◆ **Excerpt to read**:
By using this idea in the case of fullerenes, we can separate their VDOS contributions from normal modes with radial atomic displacements or out-of-shell (Z, red lines in Fig. 1a) from those containing displacements in-shell (XY, blue lines in Fig. 1a). In the case of the XY-VDOS for fullerenes (blue line), we observe a smooth line shape spreading along the whole frequency spectrum since it contains all the in-shell vibrational modes: TA, LA, TO, and LO. On the other hand, for the Z modes (red line) shown in Fig. 1a from top to bottom, we can see that the Z-VDOS converge to a smooth flat curve above 800 cm−1, displaying two well-defined peaks at 460 and 670 cm−1, consistent with those observed in graphene (See Fig. 1b).

The forbidden wavenumbers in the ZO branch in fullerenes

As stated in the previous section, the Z modes in fullerenes have a cut-off frequency of ~750 cm−1, while the corresponding value for graphene is ~910 cm−1 (see Fig. 3). Figure 2 shows the overlap between the VDOS of C720 and graphene, clearly showing the fullerene’s missing region in red. By analyzing the phonon bands of graphene, we hypothesize that the missing peak is due to the lack of modes that would come from the highest frequency region of the ZO branch (centered in the Γ symmetry point and marked by a red square in Fig. 3a). The origin of this is the fact that some symmetries of the wave vectors (i.e., vibrational eigenvectors) are not allowed in fullerenes. To illustrate the kind of vibrational modes in the ZO (out-of-plane optical) branch, in Fig. 4a we show the highest frequency mode in the branch which corresponds to the high-symmetry Γ point. This consists of anti-phase out-of-plane atomic displacements between first neighbors. Such vibrational mode is only allowed because of the hexagonal lattice of graphene (i.e., it has an even number of atoms in the ring), while in the case of fullerene family the presence of the pentagons prohibits the existence of this kind of vibrational mode. A schematic example is constructed in Fig. 4b, where the mode in Fig. 4a is being constructed from top to bottom in a lattice with a pentagonal ring, which then inevitably ends up in two neighboring atoms moving in phase. Therefore, the incapability of lattices with pentagons to host certain types of ZO modes limits the value of the cut-off frequency of Z-modes\({\nu }_{\,\text{Z}\,}^{\max }\)in fullerenes. In fact, the frequency value \({\nu }_{\,\text{Z}\,}^{\max }\) of the vibrational mode and its shape (i.e., its eigenvector) not only depends on the size but also on the molecular symmetry point group (see Supplementary Fig. 1). In general, the 12 pentagonal faces in fullerenes severely restrict high-frequency Z optical modes but allows the creation of slower optical modes (hence the amplification of the ZO peak in Figs. 1 and 3b).

Fig. 4: Pictorial representation of the highest frequency out-of-plane oscillation.
figure4

a The Highest frequency ZO vibrational mode49 in graphene. b Construction of a ZO vibrational mode in a hexagonal lattice with a pentagonal defect. In b, we can see that the presence of pentagons will produce an in-phase motion between first neighbors (circled in green), and consequently, the highest frequency ZO vibrational mode for fullerenes will be lower than the one in graphene. The blue plus and red negative signs represent atomic motions going in and out of the plane, respectively.

(Dataset excerpt)
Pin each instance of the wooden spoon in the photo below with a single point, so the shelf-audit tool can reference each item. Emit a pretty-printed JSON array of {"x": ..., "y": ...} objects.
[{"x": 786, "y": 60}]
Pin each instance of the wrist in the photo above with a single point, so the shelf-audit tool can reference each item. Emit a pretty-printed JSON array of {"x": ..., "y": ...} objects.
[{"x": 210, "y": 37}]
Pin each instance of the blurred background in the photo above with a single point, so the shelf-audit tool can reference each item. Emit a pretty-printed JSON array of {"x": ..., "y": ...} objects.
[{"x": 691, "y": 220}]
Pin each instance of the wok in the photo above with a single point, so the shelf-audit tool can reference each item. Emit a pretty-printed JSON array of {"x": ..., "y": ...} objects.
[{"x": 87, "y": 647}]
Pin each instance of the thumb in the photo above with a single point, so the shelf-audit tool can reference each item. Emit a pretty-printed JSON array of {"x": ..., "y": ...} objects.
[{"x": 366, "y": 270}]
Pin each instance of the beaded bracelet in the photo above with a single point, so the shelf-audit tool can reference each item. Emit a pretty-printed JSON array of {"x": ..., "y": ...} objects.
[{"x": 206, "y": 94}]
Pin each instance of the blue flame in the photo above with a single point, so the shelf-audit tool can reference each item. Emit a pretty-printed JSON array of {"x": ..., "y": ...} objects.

◆ **Aim of the task**: List every in-shell vibrational mode that the fullerene vibrations text names as contained in the XY-VDOS. The records play no part in the work here.

◆ **Response to this exercise**: TA, LA, TO, and LO